**TEXT SECTION:**
⟨

Michael Anderson Landscape & Travel Photography Gallery.

The Journey Behind the Photography


The Archives




  • South Pacific- Samoa

    The Long Way to Paradise: An Exciting Journey to the World’s Best Secret Beach PART III

    02.13.10 | Permalink | 2 Comments

     

    “If you want to build a ship, don’t drum up people to collect wood and don’t assign them tasks and work, but rather teach them to long for the endless immensity of the sea. ”    

     -Antoine de Saint-Exupery


    National Park of American Samoa

    The National Park of American Samoa.  The 50th US National Park.  Remote, extraordinarily beautiful and refreshingly different from any of the others.  It’s the only one south of the equator.   Of all the National Parks, only Aniakchak  in Alaska sees fewer visitors.  It’s the best kept secret in the South Pacific.  The park consists of three reserves.  One  protects an area of old growth tropical rain forest on Tutuila, the main island of American Samoa.  The other 2 reserves are way out here in the Manu’a Islands.  We are here at the entrance to the Ta’u island reserve.  Ta’u is a jagged shield volcano that rises 3,000 feet out of the sea.  One side of the volcano collapsed back into the ocean, creating some of the tallest sea cliffs in the world.  The only access is a narrow overgrown trail that leads out to the edge of the cliffs.  From there on, it’s boulder hopping and you’re on your own.   It’s one of the wildest, most pristine coastlines in the world.  Samoans believe the human race started on this island.  In a twist of the Adam and Eve story, Samoans believe their God Tagaloa created the first two people Fatu (heart) and Ele Ele (earth)  here at the sacred Saua site.  After they left to populate other islands, Tagaloa demanded that the Saua site be respected and anyone who failed to do so would meet with catastrophe.   Today the site is deserted, steeped in mystery and auspiciously marked only by a few weathered and windswept boulders.

⟩

**WRITTEN EXERCISE 1:**
Which national park in Alaska, according to the Samoa travel page, sees fewer visitors than the National Park of American Samoa?

**RECORDS:**
⟨

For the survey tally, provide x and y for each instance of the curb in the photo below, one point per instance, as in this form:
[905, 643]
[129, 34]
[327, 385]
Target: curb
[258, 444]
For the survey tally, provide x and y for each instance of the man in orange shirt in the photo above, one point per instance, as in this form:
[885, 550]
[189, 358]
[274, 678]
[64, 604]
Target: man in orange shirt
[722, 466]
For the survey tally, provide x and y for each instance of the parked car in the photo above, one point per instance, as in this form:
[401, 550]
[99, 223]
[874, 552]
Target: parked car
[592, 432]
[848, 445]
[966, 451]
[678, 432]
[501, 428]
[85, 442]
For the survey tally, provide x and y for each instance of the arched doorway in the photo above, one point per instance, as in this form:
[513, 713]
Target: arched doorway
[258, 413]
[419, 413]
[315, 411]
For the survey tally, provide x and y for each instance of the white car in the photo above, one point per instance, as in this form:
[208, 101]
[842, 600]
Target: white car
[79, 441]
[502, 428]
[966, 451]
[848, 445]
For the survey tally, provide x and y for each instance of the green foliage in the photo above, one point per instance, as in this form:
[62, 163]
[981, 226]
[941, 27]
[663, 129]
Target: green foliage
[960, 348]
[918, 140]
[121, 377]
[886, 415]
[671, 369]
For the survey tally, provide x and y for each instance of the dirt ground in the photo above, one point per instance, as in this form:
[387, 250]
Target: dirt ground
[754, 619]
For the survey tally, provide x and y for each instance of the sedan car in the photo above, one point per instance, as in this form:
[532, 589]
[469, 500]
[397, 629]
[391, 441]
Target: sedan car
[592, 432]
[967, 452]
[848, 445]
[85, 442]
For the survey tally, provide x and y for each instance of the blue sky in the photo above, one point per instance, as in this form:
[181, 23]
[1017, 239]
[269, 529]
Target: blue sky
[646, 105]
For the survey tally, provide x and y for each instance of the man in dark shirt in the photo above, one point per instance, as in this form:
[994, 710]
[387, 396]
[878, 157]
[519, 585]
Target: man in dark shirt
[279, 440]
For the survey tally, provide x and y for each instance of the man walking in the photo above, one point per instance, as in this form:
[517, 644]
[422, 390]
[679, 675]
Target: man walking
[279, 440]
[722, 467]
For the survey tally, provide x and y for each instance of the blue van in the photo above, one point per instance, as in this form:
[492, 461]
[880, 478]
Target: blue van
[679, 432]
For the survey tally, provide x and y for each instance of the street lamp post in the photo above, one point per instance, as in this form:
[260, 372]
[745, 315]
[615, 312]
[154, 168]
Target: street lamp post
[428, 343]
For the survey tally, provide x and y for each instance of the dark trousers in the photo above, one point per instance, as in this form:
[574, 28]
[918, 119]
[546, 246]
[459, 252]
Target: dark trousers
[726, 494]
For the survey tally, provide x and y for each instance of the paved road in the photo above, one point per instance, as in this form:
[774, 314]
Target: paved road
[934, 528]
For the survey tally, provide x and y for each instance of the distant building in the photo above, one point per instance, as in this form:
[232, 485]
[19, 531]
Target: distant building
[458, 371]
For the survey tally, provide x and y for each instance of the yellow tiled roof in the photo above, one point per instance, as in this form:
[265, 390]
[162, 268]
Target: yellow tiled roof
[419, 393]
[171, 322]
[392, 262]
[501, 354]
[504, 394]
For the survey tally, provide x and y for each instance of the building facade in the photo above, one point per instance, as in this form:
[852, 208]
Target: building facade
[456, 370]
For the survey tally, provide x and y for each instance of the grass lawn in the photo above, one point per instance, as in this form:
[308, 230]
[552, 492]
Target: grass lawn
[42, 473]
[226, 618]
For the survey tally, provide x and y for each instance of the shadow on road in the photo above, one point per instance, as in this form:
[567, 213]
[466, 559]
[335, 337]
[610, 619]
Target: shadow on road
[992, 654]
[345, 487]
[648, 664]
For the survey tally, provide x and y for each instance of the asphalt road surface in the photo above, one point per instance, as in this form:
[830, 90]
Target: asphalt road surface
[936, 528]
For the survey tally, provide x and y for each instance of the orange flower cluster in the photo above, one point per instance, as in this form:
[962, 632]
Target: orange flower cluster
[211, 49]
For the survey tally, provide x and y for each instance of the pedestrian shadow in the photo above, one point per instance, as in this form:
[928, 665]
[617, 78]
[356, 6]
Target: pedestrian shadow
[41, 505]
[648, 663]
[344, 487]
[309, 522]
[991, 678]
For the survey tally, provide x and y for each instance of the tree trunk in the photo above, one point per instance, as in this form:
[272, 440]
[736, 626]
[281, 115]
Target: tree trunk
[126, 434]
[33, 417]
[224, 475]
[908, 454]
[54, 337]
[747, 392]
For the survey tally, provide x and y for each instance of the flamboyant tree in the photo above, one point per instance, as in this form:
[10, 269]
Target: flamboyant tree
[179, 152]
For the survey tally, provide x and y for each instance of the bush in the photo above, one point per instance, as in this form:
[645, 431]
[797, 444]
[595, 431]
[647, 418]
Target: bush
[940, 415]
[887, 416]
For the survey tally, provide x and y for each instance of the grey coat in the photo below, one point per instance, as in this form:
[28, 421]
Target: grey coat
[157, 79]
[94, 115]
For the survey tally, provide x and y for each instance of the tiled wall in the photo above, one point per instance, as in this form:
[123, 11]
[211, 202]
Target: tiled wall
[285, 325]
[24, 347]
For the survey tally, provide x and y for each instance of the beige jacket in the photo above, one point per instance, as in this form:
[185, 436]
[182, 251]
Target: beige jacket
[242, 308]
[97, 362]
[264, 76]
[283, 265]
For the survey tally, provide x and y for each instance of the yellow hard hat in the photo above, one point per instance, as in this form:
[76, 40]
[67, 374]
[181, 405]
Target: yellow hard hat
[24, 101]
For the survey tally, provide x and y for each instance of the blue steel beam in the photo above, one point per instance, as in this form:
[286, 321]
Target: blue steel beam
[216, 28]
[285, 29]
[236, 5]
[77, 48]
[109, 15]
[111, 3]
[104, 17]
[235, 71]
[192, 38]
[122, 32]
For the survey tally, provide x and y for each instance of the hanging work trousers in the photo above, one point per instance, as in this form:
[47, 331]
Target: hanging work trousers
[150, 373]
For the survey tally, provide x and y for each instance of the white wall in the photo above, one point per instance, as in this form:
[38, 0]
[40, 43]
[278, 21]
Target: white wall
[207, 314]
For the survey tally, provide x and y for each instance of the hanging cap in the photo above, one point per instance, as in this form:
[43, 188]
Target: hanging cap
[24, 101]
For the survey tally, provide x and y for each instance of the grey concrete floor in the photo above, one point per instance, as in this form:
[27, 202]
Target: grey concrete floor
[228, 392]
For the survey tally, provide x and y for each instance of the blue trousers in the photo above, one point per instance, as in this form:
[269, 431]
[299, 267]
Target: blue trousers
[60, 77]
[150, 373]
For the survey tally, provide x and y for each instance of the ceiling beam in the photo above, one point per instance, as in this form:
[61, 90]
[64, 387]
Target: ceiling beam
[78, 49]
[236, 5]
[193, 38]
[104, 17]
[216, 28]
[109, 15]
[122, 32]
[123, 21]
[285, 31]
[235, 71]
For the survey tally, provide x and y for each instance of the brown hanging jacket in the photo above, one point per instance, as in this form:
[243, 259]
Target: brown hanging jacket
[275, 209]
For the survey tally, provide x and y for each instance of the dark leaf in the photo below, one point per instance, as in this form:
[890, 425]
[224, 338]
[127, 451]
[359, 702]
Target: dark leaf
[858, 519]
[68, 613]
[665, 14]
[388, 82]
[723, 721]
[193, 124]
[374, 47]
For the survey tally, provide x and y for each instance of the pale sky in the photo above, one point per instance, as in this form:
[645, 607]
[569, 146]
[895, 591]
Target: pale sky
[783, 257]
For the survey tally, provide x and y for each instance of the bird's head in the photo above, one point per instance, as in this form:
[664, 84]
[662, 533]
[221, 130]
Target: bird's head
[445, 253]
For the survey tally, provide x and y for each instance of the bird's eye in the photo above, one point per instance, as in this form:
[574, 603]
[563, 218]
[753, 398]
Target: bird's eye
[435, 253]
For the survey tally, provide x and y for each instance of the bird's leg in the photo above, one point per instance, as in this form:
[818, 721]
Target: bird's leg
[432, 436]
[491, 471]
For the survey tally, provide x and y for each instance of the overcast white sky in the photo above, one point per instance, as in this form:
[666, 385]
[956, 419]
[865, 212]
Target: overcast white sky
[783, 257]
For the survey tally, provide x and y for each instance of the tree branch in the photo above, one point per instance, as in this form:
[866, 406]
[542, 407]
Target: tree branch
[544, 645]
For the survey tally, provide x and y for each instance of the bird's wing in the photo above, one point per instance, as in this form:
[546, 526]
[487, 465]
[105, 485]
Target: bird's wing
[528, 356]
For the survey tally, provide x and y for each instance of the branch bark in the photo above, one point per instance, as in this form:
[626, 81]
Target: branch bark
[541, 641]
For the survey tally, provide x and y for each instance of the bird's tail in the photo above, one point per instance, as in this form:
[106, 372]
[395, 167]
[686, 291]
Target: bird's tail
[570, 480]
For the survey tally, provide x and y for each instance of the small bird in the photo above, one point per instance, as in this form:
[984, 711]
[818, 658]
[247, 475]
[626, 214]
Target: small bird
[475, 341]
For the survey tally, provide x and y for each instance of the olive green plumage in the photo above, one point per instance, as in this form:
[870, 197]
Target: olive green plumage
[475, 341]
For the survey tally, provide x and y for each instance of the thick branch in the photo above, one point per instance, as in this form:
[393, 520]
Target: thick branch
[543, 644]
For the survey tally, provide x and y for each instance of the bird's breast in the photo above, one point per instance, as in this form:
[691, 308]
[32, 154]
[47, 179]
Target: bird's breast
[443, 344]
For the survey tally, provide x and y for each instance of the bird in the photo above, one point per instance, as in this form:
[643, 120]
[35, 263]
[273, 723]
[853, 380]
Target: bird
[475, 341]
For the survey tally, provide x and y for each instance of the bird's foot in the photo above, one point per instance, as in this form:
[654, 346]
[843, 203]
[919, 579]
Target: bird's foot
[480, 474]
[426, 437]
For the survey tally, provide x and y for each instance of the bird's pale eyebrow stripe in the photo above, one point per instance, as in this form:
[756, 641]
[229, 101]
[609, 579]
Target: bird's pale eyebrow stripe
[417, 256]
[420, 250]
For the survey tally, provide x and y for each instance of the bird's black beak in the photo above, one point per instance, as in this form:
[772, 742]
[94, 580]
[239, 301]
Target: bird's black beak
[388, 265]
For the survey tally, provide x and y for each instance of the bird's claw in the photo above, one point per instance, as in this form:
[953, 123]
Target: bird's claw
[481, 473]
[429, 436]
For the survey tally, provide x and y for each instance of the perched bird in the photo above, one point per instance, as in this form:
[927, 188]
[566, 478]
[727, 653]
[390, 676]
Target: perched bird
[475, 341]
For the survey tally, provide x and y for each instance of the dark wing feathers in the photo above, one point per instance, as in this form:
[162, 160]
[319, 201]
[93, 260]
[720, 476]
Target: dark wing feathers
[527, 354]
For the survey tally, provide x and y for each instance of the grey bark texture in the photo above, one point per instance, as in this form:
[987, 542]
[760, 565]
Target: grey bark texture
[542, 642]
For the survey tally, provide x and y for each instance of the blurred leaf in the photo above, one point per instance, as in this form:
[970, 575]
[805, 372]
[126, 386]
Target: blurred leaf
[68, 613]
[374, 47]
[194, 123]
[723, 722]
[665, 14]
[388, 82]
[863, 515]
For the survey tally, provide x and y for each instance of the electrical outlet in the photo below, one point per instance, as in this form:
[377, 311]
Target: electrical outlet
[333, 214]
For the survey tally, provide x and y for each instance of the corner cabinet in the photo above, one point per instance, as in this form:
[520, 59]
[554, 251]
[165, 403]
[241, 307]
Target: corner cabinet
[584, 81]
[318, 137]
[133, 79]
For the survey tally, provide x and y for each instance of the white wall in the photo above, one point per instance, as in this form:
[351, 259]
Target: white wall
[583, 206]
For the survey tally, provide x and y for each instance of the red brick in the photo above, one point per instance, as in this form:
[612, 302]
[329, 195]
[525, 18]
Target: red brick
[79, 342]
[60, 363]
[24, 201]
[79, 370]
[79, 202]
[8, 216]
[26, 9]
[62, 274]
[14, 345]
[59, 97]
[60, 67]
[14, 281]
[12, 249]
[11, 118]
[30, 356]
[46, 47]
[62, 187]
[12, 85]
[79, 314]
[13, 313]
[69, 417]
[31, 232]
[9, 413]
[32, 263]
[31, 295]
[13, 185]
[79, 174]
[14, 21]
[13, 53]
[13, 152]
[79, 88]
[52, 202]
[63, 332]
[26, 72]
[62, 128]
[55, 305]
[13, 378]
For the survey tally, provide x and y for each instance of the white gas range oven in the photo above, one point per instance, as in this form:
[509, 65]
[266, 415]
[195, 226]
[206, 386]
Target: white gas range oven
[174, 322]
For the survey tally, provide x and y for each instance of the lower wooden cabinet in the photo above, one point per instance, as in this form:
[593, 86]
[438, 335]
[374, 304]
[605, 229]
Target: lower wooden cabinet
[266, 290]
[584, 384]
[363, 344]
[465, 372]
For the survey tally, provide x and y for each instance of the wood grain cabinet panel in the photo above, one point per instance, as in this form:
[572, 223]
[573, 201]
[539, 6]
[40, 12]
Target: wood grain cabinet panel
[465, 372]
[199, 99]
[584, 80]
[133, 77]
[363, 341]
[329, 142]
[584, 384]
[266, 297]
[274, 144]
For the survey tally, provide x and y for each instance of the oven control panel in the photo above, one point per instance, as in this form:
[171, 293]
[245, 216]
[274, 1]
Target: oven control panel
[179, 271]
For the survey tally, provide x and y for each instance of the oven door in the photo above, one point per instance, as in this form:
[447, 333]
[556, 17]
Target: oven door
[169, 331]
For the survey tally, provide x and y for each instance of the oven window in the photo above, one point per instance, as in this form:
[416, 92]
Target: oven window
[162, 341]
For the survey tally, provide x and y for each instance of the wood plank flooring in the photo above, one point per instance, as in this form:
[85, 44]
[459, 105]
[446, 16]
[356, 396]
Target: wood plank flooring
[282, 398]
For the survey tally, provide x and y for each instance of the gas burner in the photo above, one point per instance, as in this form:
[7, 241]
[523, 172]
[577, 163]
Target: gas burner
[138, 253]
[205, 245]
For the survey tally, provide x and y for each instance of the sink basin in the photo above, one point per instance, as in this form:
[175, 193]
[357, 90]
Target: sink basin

⟩

**WRITTEN EXERCISE 2:**
Reproduce the records word for word, starting at the line that contains "the wood plank" and ending at the last line of the records, with both of those lines included.

**FULL RESPONSE 1:**
Aniakchak

**FULL RESPONSE 2:**
For the survey tally, provide x and y for each instance of the wood plank flooring in the photo above, one point per instance, as in this form:
[85, 44]
[459, 105]
[446, 16]
[356, 396]
Target: wood plank flooring
[282, 398]
For the survey tally, provide x and y for each instance of the gas burner in the photo above, one point per instance, as in this form:
[7, 241]
[523, 172]
[577, 163]
Target: gas burner
[138, 253]
[205, 245]
For the survey tally, provide x and y for each instance of the sink basin in the photo above, one point per instance, as in this form:
[175, 193]
[357, 90]
Target: sink basin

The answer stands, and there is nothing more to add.